## WHAT YOU HAVE TO DO:
Print out every record exactly as it appears.
─── SUPPLIED DATA
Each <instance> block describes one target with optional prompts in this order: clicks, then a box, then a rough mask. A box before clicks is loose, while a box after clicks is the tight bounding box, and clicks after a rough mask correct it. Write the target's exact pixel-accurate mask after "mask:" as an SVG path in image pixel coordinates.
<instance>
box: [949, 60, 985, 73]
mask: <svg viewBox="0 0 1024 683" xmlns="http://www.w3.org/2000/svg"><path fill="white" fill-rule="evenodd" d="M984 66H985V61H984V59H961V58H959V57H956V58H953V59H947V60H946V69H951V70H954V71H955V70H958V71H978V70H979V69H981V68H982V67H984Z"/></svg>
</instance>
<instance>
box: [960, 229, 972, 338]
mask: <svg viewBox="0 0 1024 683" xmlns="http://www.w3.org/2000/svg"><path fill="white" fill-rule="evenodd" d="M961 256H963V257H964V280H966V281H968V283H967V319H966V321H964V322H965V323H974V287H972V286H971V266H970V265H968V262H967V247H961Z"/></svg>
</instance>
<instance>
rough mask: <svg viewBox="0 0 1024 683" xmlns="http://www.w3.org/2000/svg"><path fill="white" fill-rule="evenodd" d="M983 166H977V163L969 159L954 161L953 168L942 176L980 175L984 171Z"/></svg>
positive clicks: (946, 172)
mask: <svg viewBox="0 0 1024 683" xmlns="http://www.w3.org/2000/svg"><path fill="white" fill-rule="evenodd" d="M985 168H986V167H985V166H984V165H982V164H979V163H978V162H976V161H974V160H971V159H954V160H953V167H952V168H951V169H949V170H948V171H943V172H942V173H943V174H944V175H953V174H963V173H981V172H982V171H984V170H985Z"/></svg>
──────
## REPLY TO THE TASK:
Each <instance> block describes one target with optional prompts in this order: clicks, then a box, then a rough mask. A box before clicks is loose, while a box after clicks is the tight bounding box, and clicks after a rough mask correct it. Write the target's exact pixel-accurate mask after "mask:" as an SVG path in image pixel coordinates.
<instance>
box: [949, 60, 985, 73]
mask: <svg viewBox="0 0 1024 683" xmlns="http://www.w3.org/2000/svg"><path fill="white" fill-rule="evenodd" d="M984 66H985V61H984V59H961V58H959V57H956V58H953V59H947V60H946V69H951V70H954V71H955V70H958V71H978V70H979V69H981V68H982V67H984Z"/></svg>
</instance>
<instance>
box: [960, 229, 972, 338]
mask: <svg viewBox="0 0 1024 683" xmlns="http://www.w3.org/2000/svg"><path fill="white" fill-rule="evenodd" d="M961 256H963V257H964V280H966V281H968V283H967V319H966V321H964V322H965V323H974V287H972V286H971V266H970V265H968V262H967V247H961Z"/></svg>
</instance>
<instance>
rough mask: <svg viewBox="0 0 1024 683" xmlns="http://www.w3.org/2000/svg"><path fill="white" fill-rule="evenodd" d="M983 166H977V163L969 159L954 161L953 168L942 176L980 175L984 171Z"/></svg>
positive clicks: (946, 172)
mask: <svg viewBox="0 0 1024 683" xmlns="http://www.w3.org/2000/svg"><path fill="white" fill-rule="evenodd" d="M985 168H986V167H985V166H984V165H982V164H979V163H978V162H976V161H974V160H971V159H954V160H953V167H952V168H951V169H949V170H948V171H943V172H942V173H943V174H944V175H953V174H963V173H981V172H982V171H984V170H985Z"/></svg>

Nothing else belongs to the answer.